(EXERCISE INPUTS begins)

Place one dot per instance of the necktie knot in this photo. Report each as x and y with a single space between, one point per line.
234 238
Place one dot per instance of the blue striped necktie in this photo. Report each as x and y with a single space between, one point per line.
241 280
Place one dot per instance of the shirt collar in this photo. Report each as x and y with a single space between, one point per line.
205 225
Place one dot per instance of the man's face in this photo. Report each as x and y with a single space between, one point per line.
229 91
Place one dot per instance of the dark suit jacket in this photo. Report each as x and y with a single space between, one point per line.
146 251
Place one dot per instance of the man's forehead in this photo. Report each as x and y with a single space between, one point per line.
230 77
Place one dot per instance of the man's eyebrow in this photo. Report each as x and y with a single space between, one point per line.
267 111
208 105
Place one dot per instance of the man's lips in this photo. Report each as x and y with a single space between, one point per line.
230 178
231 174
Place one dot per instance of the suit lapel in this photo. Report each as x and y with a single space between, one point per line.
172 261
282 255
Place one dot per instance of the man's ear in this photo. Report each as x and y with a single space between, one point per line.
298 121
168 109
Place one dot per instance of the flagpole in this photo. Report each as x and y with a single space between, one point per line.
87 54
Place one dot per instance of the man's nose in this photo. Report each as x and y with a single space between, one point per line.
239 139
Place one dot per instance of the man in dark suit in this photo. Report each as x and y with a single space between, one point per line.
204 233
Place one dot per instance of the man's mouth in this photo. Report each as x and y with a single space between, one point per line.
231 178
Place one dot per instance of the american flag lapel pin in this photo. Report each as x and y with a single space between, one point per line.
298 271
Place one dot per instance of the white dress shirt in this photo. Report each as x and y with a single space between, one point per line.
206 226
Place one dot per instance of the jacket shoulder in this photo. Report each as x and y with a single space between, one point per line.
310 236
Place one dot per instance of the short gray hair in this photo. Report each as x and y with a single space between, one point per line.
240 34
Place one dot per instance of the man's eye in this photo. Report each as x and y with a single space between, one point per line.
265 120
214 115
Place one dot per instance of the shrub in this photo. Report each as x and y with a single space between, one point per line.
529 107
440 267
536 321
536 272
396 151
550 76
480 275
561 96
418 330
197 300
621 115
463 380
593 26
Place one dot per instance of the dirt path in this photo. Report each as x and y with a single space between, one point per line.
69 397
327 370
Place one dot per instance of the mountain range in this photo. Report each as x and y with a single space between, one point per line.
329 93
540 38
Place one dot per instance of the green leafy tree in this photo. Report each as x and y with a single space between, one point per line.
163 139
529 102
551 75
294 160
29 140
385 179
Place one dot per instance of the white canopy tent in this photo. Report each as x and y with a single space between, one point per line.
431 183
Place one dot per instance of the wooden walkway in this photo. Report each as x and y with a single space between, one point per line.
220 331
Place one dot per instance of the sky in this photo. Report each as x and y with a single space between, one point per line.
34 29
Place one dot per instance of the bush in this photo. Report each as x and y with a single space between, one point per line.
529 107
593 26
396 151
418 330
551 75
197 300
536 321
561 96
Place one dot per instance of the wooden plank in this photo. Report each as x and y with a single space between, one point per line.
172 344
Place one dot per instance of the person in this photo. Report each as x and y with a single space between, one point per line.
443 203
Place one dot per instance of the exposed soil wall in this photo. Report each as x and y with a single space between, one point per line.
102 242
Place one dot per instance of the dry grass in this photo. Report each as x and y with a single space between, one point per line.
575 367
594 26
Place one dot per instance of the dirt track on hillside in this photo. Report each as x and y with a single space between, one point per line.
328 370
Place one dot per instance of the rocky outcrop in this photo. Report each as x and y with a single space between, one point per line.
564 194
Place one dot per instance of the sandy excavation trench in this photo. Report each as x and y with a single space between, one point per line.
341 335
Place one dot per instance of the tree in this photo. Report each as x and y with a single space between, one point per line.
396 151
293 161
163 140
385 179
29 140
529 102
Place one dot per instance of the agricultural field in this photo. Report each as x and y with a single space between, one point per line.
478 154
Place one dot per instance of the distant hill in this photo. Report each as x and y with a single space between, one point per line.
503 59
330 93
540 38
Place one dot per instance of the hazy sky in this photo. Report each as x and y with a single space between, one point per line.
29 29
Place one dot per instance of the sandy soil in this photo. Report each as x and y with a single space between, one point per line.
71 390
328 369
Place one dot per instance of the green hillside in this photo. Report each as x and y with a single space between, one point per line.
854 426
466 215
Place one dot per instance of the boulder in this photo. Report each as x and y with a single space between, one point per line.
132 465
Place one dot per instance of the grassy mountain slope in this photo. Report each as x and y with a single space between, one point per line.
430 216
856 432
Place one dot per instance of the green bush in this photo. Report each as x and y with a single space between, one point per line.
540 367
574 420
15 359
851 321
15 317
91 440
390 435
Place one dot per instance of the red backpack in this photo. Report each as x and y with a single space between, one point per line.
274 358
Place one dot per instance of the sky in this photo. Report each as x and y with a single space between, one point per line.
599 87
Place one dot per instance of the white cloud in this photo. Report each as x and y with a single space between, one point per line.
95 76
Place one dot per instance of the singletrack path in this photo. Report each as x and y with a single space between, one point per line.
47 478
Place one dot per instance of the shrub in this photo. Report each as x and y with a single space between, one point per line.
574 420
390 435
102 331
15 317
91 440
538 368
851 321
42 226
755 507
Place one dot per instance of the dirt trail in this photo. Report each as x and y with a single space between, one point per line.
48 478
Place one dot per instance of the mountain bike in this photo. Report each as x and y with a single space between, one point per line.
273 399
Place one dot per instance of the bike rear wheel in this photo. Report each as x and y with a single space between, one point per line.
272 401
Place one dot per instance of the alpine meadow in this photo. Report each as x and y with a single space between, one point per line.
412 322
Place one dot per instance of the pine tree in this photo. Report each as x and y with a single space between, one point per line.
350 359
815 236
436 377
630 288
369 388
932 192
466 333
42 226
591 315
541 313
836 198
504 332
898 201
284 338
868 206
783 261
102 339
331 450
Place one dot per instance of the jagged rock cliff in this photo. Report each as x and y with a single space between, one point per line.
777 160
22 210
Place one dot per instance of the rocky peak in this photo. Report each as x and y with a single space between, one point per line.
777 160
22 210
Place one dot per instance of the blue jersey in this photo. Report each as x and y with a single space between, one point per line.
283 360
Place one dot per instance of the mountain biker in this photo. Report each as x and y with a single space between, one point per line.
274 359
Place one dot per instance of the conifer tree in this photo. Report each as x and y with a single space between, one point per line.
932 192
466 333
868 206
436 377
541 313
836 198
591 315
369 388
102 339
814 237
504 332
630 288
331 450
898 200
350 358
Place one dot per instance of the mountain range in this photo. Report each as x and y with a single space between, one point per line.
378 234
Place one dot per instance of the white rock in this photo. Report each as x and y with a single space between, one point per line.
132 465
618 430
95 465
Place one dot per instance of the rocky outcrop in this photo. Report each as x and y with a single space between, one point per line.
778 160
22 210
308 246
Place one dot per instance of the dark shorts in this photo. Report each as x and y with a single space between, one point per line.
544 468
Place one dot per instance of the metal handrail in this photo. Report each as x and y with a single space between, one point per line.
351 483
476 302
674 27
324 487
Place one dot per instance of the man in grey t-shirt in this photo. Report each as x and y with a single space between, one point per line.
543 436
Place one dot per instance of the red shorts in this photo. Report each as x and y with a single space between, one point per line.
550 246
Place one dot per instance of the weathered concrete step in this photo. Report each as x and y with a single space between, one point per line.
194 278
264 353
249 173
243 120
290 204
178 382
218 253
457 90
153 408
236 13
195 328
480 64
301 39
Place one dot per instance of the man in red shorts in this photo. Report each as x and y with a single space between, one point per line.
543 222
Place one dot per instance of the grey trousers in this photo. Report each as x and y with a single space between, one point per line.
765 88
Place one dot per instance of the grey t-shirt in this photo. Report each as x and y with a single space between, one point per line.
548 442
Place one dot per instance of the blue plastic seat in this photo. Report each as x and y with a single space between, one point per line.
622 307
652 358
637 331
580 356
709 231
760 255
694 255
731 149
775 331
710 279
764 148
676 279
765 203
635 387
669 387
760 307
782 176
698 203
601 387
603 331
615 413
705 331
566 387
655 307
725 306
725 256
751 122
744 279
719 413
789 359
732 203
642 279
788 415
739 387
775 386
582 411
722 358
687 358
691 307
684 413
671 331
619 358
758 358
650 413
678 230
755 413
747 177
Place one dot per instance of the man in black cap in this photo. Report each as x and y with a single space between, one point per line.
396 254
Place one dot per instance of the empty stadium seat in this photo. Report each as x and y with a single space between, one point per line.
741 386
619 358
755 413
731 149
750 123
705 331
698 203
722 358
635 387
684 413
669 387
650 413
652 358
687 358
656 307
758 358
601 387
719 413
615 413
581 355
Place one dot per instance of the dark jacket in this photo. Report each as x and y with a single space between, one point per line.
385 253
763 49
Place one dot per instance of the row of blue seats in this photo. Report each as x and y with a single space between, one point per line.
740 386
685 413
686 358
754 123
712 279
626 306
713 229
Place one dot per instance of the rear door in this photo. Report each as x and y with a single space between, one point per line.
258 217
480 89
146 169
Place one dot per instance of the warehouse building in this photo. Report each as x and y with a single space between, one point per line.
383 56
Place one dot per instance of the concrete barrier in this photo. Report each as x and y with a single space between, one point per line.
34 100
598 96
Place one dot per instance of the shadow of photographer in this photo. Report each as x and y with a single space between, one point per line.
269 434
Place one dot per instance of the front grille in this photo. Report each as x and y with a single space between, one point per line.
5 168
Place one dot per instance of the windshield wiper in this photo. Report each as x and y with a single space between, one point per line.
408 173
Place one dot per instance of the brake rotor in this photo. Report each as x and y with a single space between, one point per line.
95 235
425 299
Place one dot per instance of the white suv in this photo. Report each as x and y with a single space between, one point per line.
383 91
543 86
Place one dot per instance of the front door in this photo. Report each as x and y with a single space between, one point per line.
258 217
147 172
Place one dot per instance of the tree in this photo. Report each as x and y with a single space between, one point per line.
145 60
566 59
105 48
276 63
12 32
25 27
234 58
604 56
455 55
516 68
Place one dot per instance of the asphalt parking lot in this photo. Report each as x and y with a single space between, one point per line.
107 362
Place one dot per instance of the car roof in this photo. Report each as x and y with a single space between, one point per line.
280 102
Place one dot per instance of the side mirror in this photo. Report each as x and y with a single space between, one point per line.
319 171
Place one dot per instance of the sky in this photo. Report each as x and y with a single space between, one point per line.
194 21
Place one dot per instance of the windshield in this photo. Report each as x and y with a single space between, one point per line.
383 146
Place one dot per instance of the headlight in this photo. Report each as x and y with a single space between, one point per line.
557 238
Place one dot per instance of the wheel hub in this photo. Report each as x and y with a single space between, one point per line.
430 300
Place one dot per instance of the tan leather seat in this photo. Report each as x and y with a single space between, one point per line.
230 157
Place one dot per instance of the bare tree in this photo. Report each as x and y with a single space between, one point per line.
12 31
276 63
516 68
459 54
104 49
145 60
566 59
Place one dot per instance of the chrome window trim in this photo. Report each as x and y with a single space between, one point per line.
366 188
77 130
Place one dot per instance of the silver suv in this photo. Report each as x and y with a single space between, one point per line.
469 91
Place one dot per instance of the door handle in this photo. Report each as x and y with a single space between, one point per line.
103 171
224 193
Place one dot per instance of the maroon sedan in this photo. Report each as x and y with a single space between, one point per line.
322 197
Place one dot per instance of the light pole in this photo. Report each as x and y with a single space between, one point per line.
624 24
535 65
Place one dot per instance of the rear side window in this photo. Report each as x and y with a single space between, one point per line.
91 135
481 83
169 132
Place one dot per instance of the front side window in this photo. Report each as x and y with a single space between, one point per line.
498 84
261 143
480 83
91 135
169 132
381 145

(EXERCISE INPUTS ends)

- [WHAT THE EXERCISE ASKS]:
Write out exactly the final stretch of the listing above, beginning at the line that contains "Place one dot per instance of the front side" and ending at its last line, with nothing added.

- [ANSWER TO THIS EXERCISE]:
Place one dot per instance of the front side window in this photo. Report each as x and y with a single space between, one point per line.
498 84
261 143
480 83
91 135
169 132
381 145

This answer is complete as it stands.